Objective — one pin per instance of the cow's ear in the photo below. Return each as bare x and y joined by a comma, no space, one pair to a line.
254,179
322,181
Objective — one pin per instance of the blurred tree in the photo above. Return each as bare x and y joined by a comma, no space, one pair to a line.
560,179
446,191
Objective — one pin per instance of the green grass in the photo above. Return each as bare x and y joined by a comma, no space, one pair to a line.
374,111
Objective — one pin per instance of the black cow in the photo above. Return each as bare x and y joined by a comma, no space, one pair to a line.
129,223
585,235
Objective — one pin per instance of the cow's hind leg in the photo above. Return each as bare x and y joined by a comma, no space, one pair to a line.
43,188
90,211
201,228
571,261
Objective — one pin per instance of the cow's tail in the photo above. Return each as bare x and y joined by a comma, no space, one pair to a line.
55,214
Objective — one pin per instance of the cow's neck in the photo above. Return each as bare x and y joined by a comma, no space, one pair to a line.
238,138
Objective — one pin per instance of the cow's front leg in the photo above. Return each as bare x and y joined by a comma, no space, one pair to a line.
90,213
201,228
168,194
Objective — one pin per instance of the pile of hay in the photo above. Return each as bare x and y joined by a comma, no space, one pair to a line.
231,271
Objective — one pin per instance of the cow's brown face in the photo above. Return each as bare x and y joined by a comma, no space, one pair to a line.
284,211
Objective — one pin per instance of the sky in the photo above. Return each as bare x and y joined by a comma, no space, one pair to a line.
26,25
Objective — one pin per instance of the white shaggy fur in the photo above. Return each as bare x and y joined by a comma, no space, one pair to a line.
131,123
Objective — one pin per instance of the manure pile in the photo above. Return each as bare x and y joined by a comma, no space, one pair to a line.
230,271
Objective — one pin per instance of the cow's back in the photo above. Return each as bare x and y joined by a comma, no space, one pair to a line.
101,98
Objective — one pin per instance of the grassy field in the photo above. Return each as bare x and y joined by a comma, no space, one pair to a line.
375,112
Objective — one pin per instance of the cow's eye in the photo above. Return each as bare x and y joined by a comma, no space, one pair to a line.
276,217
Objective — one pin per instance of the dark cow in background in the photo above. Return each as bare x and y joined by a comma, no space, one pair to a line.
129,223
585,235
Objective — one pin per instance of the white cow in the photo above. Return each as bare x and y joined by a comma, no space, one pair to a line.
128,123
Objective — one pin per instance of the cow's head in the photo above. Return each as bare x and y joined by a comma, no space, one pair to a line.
..........
ASSIGNMENT: In full and word for word, set down the records shown above.

SOLUTION TO THIS TASK:
Objective — one pin per instance of the cow's ear in the photo below. Return each as bare x and y joined by a comma, no space, one pair to a line.
254,179
322,181
Objective — one pin per instance of the blurred tree in the photo above. Return each as bare x and y joined by a comma, no space, one pair to a line.
560,179
446,191
Objective — one pin per instance of the green grass in the photo above. Return each as bare x and y joined by a comma, no space, one pair to a line.
374,111
Objective — one pin per instance of the black cow in the photo above. Return each as bare x and y joined by a comma, no space, one pair to a line.
129,223
585,235
Objective — one pin per instance of the cow's hind leg in the photo above. Return each as bare x and y joined by a comma, no space, one pair to a line.
43,188
90,211
201,228
571,261
Objective — one pin per instance of the cow's tail in the photo above. Return each as bare x and y joined by a comma, no space, one pair to a line.
55,214
Objective — one pin per instance of the cow's neck in the photo above. Return each as bare x and y joined by a comma, no space, one pair to a line.
238,138
Objective — one pin per instance of the cow's front leg in the photo above. Return each as bare x and y joined by a comma, no space, one pair to a line.
90,213
201,228
168,194
Objective — one pin per instance of the pile of hay in the photo above. Return each as bare x and y joined by a comma, no space, one pair to a line.
231,271
Objective — one pin per instance of the cow's brown face in the photo above. Return each as bare x and y joined by a comma, no space, one pair to a line.
284,211
Objective — one pin per instance of the sky in the photo above. Return each as bare x and y joined by a comma, no space, one pair to a line.
26,25
Objective — one pin per instance of the white shaggy fur in the photo above. Return each as bare x and y joined by a comma, no space, one pair to a line.
131,123
Objective — one pin per instance of the manure pile in the photo above. Return each as bare x and y joined by a comma, no space, one pair to a line.
230,271
Objective — one pin per instance of the cow's back in the photo above. Return each as bare x and y joined by a comma, no space, one pair to a line.
101,98
Objective — one pin per instance of the grassy field in the photo above. Return each as bare x and y joined by a comma, no space, one pair to a line.
375,112
Objective — one pin per instance of the cow's eye in the photo above. Return each as bare x and y joined by a comma, no space, one pair to a line.
276,217
Objective — one pin per instance of the dark cow in background in the photo above. Return each as bare x and y joined by a comma, no space, one pair to a line.
129,223
585,235
Objective — one pin per instance of the white cow in the photo above. Return each as bare x and y joined by a comma, no space, one pair to a line.
128,123
Objective — one pin per instance of the cow's head in the photo above. Return each as bare x and y joined by a comma, no space, one pair to a line.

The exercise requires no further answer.